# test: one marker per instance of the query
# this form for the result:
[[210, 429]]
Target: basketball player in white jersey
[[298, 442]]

• **Task**
Please give back all of the records exactly as written.

• **Solution below**
# test: one marker per instance of the query
# this form for the result:
[[210, 429]]
Target: basketball player in white jersey
[[298, 442]]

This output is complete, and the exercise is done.